*WHAT TO DO*. Hunt through the entries for the word "sticker" and copy each line in which it appears.
##############################
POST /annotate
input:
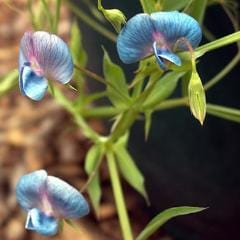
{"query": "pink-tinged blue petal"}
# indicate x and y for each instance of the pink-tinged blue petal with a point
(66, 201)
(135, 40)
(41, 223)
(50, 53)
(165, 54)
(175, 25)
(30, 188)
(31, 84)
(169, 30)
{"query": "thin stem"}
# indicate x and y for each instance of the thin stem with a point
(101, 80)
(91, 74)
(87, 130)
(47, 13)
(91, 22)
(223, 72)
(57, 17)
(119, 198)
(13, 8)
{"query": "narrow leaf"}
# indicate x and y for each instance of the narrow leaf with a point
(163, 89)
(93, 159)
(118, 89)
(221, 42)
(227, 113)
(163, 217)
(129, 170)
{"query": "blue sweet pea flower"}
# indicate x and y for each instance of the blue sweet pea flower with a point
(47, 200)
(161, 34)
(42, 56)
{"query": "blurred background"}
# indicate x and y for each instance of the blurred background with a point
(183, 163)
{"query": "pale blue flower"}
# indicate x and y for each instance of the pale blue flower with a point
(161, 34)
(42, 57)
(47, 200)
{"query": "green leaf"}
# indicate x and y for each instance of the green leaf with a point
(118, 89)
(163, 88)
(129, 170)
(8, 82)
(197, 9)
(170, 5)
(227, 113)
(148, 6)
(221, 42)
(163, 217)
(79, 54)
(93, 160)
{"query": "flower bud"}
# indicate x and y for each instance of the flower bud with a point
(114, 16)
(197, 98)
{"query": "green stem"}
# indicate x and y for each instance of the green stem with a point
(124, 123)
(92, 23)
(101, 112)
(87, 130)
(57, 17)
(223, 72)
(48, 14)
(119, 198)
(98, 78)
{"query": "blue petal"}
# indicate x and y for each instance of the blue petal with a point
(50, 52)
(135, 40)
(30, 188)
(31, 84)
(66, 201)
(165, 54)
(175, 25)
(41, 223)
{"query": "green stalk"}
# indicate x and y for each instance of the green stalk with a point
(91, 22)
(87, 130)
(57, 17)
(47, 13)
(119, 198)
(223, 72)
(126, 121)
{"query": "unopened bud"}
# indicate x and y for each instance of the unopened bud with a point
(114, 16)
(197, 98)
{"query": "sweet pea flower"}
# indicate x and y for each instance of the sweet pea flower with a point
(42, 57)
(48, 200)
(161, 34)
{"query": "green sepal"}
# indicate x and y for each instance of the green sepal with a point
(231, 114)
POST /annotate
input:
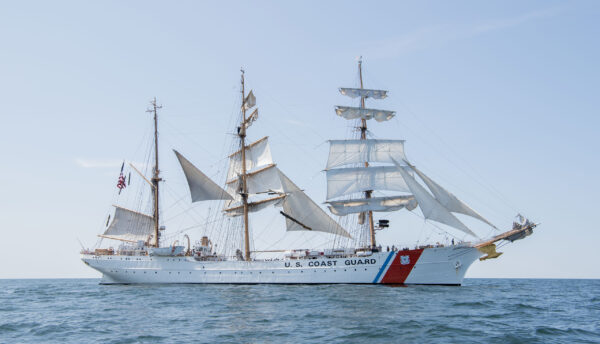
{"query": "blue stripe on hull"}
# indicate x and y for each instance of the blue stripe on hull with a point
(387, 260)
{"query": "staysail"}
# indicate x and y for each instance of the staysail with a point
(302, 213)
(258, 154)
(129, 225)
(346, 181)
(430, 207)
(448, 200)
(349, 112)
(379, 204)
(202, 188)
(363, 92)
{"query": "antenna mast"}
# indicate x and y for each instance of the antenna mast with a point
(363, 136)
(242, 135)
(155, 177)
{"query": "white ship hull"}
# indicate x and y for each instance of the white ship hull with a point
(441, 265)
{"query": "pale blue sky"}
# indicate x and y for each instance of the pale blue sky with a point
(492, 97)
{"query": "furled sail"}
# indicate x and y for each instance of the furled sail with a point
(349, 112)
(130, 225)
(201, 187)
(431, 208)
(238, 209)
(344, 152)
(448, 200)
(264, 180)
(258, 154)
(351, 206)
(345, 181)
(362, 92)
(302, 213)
##############################
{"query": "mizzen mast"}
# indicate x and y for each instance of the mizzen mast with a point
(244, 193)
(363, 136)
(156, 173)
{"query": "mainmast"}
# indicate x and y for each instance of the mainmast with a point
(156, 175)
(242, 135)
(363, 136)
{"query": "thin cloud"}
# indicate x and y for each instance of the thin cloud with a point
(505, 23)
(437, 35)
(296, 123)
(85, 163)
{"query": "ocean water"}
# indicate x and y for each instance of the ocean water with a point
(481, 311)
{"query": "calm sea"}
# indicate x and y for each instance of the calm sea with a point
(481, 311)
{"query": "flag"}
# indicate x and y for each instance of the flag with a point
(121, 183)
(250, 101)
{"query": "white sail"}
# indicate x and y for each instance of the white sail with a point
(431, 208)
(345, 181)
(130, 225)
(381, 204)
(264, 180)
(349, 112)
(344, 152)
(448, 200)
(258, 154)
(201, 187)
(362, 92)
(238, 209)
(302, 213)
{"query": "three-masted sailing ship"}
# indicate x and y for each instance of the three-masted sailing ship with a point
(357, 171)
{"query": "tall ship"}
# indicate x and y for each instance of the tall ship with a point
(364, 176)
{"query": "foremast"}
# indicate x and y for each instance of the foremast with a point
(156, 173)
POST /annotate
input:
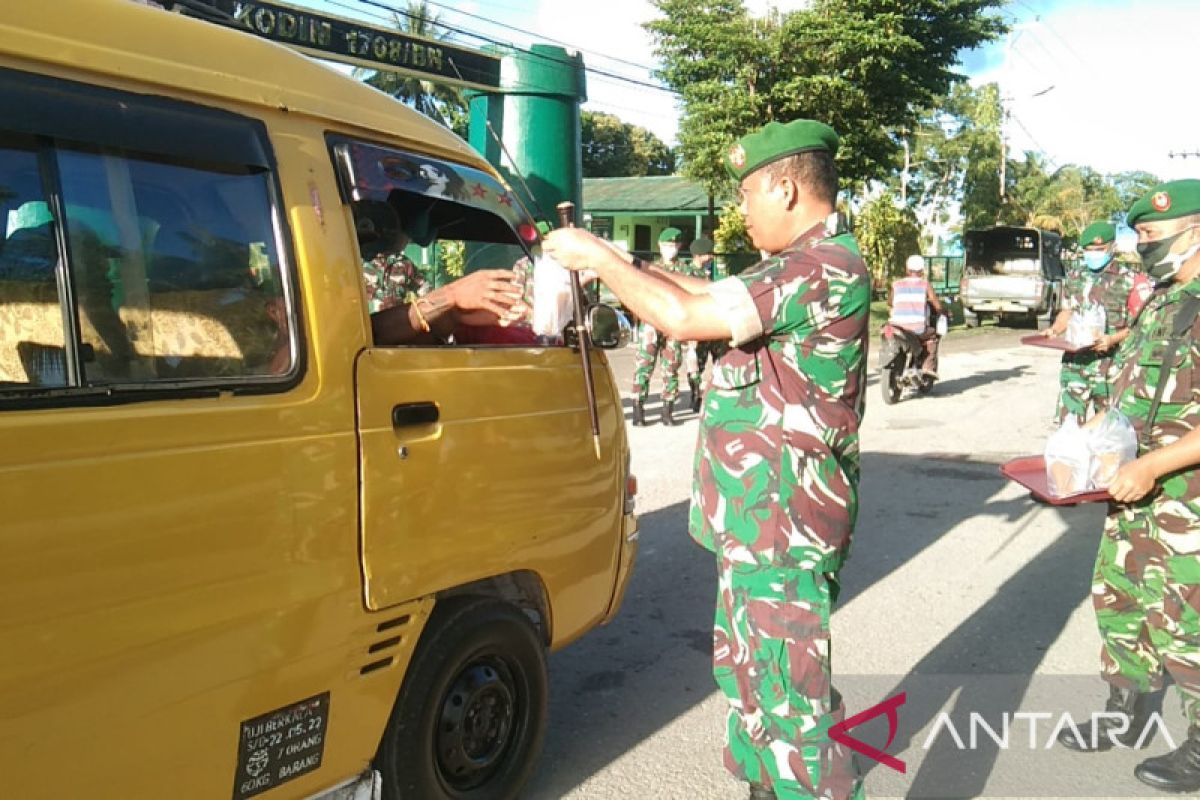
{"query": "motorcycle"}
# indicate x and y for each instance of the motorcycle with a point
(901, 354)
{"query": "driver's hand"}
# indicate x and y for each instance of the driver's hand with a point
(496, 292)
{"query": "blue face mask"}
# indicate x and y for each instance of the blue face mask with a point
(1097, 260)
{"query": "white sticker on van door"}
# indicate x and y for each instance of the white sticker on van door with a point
##############################
*RESPONSE TO THE EXERCISE*.
{"query": "white sticker on van door"}
# indicate x and y for each instance of the white sticker on van door with a point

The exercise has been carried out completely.